--- BEGIN Document excerpt ---

Further Optimization Possibilities:

This query can do away with the usage of subquery (Derived Table) very easily. I just wrote it in this way, to convey the mathematics and process in a followable manner. However, you can easily merge the two SELECT blocks to a single query.
Maybe, more optimization possible in usage of Date/Time functions, as well as further simplification of mathematics in it. Function details available at: https://dev.mysql.com/doc/refman/8.0/en/date-and-time-functions.html
Some date calculations are done multiple times, e.g., DATE(m.start_time) + INTERVAL ngen.gap DAY. To avoid recalculation, we can utilize User-defined variables, which will also make the query less verbose.
Make this JOIN condition sargable: JOIN .. ON DATE(start_time) + INTERVAL ngen.gap DAY <= DATE(end_time)

--- END Document excerpt ---
--- BEGIN Data supplied ---

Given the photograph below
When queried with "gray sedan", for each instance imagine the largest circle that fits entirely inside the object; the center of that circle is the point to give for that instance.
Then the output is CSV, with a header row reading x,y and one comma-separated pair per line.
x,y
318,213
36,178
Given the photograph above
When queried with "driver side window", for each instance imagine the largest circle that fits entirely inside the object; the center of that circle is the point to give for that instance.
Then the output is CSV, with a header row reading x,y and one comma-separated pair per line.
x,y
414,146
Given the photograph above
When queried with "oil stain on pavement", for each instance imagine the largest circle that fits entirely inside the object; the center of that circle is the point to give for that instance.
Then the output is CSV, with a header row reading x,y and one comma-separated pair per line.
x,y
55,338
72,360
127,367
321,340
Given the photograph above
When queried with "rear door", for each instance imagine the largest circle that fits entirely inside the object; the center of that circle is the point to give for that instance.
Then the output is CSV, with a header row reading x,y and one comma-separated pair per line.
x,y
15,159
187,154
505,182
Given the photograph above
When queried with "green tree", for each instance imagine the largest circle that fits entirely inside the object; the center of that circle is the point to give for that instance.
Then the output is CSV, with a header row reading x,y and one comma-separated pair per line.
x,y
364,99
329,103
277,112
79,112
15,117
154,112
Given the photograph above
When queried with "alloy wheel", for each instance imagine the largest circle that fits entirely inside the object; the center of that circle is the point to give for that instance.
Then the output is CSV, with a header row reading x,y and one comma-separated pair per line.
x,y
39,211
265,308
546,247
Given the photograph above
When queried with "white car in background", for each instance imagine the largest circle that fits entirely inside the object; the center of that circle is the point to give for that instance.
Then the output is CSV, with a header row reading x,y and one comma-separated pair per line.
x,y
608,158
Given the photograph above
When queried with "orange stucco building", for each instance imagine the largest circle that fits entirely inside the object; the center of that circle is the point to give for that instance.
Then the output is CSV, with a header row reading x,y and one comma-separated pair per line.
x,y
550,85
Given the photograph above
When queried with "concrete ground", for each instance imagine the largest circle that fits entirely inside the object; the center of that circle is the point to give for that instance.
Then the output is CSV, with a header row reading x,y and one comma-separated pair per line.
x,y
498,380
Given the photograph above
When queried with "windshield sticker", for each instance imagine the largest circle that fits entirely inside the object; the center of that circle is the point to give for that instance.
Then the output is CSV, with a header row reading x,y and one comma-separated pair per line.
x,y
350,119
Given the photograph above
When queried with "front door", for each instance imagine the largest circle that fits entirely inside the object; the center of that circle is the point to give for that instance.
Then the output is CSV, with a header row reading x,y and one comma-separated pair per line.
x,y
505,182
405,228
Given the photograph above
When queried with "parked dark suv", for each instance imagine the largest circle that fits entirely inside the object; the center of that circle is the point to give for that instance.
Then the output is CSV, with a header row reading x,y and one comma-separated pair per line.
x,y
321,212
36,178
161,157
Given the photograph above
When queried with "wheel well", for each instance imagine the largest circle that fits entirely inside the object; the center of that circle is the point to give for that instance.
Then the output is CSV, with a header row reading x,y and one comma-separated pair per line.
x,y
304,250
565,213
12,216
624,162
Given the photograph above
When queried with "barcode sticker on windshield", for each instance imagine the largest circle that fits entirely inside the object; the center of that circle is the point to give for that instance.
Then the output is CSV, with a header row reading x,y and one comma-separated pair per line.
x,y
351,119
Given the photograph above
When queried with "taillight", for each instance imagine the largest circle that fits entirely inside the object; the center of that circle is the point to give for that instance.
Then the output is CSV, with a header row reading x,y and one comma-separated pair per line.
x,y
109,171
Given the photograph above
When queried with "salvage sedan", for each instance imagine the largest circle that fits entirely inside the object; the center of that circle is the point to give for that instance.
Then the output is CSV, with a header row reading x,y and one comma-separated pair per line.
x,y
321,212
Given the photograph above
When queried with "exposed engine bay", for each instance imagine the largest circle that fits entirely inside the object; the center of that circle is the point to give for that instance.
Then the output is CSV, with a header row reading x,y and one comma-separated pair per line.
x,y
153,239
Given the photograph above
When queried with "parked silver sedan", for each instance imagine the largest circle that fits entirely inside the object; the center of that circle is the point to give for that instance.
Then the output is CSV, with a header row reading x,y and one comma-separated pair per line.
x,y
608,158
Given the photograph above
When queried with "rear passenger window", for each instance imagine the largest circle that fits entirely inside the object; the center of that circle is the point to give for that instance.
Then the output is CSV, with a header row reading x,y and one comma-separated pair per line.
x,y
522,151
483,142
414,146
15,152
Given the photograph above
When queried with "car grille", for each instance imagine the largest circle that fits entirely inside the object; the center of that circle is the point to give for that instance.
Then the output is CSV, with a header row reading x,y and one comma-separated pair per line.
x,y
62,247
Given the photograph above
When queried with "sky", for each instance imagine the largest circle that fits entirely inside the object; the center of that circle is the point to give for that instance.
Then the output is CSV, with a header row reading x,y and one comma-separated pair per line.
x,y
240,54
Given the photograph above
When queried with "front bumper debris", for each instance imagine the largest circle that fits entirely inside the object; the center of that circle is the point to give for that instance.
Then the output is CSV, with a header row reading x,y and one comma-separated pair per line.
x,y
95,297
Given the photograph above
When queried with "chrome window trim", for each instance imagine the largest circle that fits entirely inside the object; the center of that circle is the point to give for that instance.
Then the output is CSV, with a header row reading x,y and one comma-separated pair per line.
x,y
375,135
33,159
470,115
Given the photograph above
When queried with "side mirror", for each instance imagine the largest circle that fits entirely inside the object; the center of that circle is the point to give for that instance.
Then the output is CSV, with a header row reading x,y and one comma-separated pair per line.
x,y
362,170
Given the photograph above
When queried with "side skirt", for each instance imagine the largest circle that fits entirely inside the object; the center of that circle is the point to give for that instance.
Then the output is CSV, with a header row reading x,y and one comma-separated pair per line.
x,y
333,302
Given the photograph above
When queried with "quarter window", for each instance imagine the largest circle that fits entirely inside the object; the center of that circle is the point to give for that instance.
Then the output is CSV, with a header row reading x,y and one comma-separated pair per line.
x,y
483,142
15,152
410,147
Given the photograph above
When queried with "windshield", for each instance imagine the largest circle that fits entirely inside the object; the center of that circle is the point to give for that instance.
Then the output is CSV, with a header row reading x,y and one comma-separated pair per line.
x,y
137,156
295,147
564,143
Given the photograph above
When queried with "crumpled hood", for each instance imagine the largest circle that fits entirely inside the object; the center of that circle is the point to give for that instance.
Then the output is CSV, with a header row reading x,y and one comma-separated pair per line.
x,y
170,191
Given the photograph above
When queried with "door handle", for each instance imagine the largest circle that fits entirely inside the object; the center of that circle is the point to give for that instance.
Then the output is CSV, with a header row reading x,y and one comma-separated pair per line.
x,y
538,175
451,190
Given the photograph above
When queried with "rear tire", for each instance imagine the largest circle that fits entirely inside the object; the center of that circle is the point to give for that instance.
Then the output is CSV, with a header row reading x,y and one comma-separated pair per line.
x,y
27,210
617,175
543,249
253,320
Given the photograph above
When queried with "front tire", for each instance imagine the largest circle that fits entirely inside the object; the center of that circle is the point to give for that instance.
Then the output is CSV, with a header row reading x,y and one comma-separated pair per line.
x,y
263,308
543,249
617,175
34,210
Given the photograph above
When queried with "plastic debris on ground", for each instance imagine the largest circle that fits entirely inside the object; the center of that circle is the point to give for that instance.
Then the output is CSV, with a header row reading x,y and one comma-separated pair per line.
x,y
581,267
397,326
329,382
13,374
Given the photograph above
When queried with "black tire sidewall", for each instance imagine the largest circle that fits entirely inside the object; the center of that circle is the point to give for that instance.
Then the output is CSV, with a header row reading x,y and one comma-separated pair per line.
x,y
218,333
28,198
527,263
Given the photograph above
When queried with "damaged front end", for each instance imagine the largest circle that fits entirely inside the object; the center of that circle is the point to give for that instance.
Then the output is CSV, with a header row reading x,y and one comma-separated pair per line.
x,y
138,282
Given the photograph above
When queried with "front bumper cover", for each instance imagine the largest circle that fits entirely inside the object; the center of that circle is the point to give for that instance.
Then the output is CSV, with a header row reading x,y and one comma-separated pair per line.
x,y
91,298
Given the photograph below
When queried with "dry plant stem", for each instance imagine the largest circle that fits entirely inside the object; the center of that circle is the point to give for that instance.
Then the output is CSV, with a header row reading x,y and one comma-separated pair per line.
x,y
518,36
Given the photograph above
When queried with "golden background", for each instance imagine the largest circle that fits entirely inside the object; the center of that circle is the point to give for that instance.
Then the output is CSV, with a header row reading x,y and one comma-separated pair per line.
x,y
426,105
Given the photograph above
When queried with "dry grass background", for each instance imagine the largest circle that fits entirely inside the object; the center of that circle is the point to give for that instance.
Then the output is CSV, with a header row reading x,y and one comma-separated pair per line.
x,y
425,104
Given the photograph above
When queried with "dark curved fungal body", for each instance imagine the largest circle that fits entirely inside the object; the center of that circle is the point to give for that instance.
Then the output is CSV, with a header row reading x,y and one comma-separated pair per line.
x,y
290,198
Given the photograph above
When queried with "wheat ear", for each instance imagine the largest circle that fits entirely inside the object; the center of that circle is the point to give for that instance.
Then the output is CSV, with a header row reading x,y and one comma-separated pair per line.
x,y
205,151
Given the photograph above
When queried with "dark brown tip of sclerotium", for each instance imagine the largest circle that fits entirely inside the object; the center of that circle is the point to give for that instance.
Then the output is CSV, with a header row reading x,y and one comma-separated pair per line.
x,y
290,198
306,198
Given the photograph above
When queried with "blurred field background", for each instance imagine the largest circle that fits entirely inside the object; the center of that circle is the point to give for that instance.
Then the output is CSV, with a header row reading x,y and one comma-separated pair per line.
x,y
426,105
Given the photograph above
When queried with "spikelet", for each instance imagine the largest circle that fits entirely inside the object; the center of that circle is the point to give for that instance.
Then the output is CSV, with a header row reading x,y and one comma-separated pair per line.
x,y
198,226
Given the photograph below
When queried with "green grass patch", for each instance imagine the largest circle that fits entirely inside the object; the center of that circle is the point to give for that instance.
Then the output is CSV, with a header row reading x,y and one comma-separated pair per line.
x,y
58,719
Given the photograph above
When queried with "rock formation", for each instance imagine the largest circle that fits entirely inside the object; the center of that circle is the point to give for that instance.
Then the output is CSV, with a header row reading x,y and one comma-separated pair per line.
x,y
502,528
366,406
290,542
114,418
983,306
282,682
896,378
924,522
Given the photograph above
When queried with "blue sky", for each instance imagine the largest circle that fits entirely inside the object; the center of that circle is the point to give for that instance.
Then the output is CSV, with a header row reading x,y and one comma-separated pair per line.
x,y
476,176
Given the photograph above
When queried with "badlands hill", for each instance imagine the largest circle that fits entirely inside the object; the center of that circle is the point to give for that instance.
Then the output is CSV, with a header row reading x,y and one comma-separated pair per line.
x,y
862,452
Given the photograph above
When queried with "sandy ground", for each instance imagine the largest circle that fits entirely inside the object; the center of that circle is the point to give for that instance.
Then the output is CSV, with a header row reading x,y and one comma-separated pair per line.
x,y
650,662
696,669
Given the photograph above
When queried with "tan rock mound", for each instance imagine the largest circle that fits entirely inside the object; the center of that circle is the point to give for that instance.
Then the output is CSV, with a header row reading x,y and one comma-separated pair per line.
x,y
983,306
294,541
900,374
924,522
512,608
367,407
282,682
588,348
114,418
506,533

--- END Data supplied ---

◆ Request A: Reproduce, word for word, the stretch of the query optimization notes from "This query can" through "a single query.".
◆ Request B:
Answer these questions from the query optimization notes:
(i) What does the query use that the notes say it can easily do away with?
(ii) What can be used to avoid recalculating the date calculations?
(iii) Which JOIN condition do the notes say to make sargable?
You won't need the rows for any of this.

◆ Worked answer A:
This query can do away with the usage of subquery (Derived Table) very easily. I just wrote it in this way, to convey the mathematics and process in a followable manner. However, you can easily merge the two SELECT blocks to a single query.

◆ Worked answer B:
(i) A subquery (Derived Table).
(ii) User-defined variables.
(iii) JOIN .. ON DATE(start_time) + INTERVAL ngen.gap DAY <= DATE(end_time)